* [WHAT NEEDS TO BE DONE]:
Count the lines in the material below that contain the string "cone", treating uppercase and lowercase letters as different. Reply with the number alone.

* [TASK INPUTS]:
:::

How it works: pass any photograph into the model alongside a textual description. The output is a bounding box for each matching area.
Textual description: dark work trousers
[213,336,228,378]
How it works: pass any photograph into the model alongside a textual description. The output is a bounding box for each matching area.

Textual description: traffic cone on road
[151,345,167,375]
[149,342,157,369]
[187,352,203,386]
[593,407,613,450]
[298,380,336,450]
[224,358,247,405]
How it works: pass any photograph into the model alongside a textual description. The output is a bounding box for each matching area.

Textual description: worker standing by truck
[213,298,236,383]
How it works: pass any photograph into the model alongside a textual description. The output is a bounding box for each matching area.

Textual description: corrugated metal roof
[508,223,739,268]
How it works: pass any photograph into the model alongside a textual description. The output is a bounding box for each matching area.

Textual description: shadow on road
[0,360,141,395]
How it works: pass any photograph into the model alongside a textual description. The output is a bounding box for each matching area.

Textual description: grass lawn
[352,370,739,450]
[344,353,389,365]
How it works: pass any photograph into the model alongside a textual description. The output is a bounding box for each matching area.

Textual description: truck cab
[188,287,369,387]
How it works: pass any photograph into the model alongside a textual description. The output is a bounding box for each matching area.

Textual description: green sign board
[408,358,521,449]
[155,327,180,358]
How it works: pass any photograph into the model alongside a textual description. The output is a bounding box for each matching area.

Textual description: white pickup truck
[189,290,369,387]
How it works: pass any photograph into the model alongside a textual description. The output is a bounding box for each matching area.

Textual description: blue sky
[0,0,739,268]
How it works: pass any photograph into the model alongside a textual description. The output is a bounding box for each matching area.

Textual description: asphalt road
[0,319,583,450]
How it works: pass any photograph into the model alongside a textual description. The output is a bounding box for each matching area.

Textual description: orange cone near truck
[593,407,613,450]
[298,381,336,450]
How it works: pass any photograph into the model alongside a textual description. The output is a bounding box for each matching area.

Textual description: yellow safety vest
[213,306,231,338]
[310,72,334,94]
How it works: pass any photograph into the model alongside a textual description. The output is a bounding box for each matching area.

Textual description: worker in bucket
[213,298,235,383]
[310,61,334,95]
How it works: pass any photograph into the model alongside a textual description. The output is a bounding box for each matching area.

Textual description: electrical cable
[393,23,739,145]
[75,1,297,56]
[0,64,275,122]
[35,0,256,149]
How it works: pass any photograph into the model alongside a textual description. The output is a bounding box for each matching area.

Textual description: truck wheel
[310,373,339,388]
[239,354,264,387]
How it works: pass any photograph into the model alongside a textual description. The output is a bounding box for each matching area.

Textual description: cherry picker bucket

:::

* [SOLUTION TO THIS EXERCISE]:
2